A. Pengertian
Ekonomi Islam
Ekonomi adalah suatu usaha untuk
mendapatkan dan mengatur harta baik material maupun non-material dalam rangka
memenuhi kebutuhan hidup manusia, baik secara individu maupun kolektif, yang
menyangkut perolehan, pendistribusian ataupun penggunaan untuk memenuhi
kebutuhan hidup.[1] Dalam
konteks ekonomi Islam, hanya saja segala aktivitas ekonomi tersebut harus
didasarkan pada norma dan tata aturan ajaran Islam yang terdapat dalam
Al-Qur’an, Hadits, ijma’, qiyas, ‘urf, istihsan, istishhab,
dan mashlahah al-mursalah, dan sebagainya.[2]
Dalam Bahasa Arab, ekonomi
dinamakan al-mu’amalah al-maddiyah, yaitu aturan-aturan tentang
pergaulan dan perhubungan manusia mengenai kebutuhan hidupnya. Disebut juga al-iqtishad,
yaitu pengaturan soal-soal penghidupan manusia dengan sehemat-hematnya dan secermat-cermatnya.

-------

# Petunjuk Tugas
1. Berdasarkan kutipan tentang ekonomi Islam, jelaskan dalam satu sampai tiga kalimat apa yang membedakan aktivitas ekonomi dalam konteks ekonomi Islam dari pengertian ekonomi secara umum.
2. Lanjutkan kutipan tentang ekonomi Islam mulai dari kalimat terakhirnya.

-------

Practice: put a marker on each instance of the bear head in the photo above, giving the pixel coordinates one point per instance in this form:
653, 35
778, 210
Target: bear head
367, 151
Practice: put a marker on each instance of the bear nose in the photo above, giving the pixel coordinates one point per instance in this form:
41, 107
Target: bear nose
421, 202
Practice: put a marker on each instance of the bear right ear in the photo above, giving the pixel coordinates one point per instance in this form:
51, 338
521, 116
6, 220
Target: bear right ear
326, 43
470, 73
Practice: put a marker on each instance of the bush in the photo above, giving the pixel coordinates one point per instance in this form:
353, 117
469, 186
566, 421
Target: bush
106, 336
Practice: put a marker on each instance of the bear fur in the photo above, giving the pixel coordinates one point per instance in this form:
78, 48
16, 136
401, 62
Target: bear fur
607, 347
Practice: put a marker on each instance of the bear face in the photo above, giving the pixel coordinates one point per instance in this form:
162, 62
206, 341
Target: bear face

-------

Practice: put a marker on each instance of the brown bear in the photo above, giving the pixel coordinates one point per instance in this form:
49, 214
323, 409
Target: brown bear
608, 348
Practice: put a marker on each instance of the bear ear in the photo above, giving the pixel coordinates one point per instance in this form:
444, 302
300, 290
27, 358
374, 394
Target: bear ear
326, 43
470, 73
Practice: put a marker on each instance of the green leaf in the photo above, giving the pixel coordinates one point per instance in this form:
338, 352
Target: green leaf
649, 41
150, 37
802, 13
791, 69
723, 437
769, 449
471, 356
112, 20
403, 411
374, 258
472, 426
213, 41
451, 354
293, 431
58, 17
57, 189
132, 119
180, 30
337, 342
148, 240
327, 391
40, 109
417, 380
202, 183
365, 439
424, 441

-------

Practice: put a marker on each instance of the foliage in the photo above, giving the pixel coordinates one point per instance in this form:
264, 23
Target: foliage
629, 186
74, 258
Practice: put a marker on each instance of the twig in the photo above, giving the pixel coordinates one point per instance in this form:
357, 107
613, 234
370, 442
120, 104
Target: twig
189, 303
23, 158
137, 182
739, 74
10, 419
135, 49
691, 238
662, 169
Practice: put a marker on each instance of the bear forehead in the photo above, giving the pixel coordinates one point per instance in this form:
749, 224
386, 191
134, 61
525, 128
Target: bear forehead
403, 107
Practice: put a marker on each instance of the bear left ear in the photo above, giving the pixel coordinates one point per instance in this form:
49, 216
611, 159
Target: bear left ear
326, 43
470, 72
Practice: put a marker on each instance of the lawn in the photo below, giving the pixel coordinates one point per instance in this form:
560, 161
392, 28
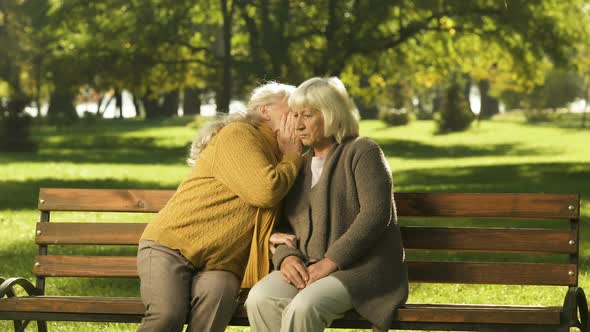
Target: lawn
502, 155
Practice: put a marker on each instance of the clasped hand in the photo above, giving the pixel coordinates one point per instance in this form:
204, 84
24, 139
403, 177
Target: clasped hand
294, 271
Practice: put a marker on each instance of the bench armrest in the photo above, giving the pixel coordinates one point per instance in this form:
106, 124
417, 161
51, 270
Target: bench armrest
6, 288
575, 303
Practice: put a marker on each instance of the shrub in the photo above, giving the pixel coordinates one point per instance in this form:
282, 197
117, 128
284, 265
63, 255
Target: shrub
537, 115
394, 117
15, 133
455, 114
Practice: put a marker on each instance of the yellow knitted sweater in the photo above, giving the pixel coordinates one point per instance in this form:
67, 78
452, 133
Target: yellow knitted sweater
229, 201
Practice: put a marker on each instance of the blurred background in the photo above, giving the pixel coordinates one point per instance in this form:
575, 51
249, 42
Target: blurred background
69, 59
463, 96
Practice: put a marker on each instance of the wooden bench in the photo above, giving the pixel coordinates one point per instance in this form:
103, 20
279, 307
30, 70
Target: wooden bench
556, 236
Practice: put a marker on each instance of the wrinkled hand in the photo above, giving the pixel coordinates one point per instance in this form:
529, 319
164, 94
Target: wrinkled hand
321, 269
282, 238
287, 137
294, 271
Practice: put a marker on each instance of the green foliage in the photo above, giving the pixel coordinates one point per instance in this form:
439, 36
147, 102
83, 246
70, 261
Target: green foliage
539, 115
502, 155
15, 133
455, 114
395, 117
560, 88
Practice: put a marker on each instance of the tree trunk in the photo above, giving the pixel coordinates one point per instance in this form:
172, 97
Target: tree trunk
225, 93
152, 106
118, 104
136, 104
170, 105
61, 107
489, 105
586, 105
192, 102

-------

# Kunci Jawaban
1. Dalam konteks ekonomi Islam, segala aktivitas ekonomi harus didasarkan pada norma dan tata aturan ajaran Islam. Aturan itu terdapat dalam Al-Qur’an, Hadits, ijma’, qiyas, ‘urf, istihsan, istishhab, mashlahah al-mursalah, dan sebagainya.

2.
M. Umer Chapra, mendefinisikan
ekonomi Islam dengan cabang pengetahuan yang membantu merealisasikan
kesejahteraan manusia melalui suatu alokasi dan distribusi sumber-sumber daya
langka yang seirama dengan maqashid, tanpa mengekang kebebasan individu,
menciptakan ketidakseimbangan makroekonomi dan ekologi yang berkepanjangan,
atau melemahkan solidaritas keluarga dan sosial serta jaringan masyarakat.[3]
B. Hakikat dan
Dasar Ekonomi Islam
Asumsi dasar atau norma pokok dalam
proses ekonomi adalah syariat Islam yang diberlakukan secara menyeluruh (kaffah
atau totalitas) baik terhadap individu, keluarga, masyarakat, pengusaha,
atau pemerintah dalam memenuhi kebutuhan hidup baik untuk keperluan jasmani
maupun rohani. Prinsip dasar ekonomi Islam adalah penerapan asas efisiensi dan
manfaat dengan tetap menjaga kelestarian lingkungan alam. Motif ekonomi Islam
adalah mencari keberuntungan di dunia dan akhirat oleh manusia selaku khalifah
Allah dengan jalan beribadah dalam arti yang luas (‘ibadah ghayr mahdhah).
Menurut M. Umer Chapra, ekonomi
Islam mencakup segala hal yang diperlukan untuk merealisasikan keberuntungan (falah)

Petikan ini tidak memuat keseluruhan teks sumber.